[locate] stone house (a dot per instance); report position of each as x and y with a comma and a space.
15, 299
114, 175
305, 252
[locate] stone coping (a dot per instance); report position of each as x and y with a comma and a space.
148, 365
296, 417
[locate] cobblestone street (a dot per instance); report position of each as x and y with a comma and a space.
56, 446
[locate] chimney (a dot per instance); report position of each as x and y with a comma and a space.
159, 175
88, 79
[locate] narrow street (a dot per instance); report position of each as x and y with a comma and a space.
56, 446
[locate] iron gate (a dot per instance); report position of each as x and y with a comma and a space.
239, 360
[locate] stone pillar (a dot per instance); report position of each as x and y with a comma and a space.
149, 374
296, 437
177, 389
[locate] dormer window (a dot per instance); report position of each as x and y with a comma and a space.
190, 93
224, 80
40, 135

SET EXERCISE
Reproduce all of the entries above verbatim, keeping every line unchanged and in the same order.

THE ANSWER
[locate] stone house (a dot per instance); report position of each as x and y with a comma and a space.
15, 299
114, 175
305, 252
[locate] stone coping (a dot per instance); report position of each as x and y with a comma and a space.
148, 365
296, 417
[locate] cobblestone street (a dot per instance); report position of each as x and y with a comma and a space.
56, 446
[locate] chimney (a dot per instance); report position of each as x and y with a comma and a space.
159, 175
88, 79
[locate] narrow street (a dot per instance); report position of each as x and y with a comma and a space.
56, 446
[locate] iron gate (a dot per instance); report position of each as x and y with a comma and a space.
239, 360
[locate] stone pillar (a dot per instance); report position of each as x and y with a comma and a space.
149, 374
296, 437
177, 389
[locate] dormer window (a dot per instance); report position of each as x and y with a comma and a space.
190, 93
224, 80
40, 135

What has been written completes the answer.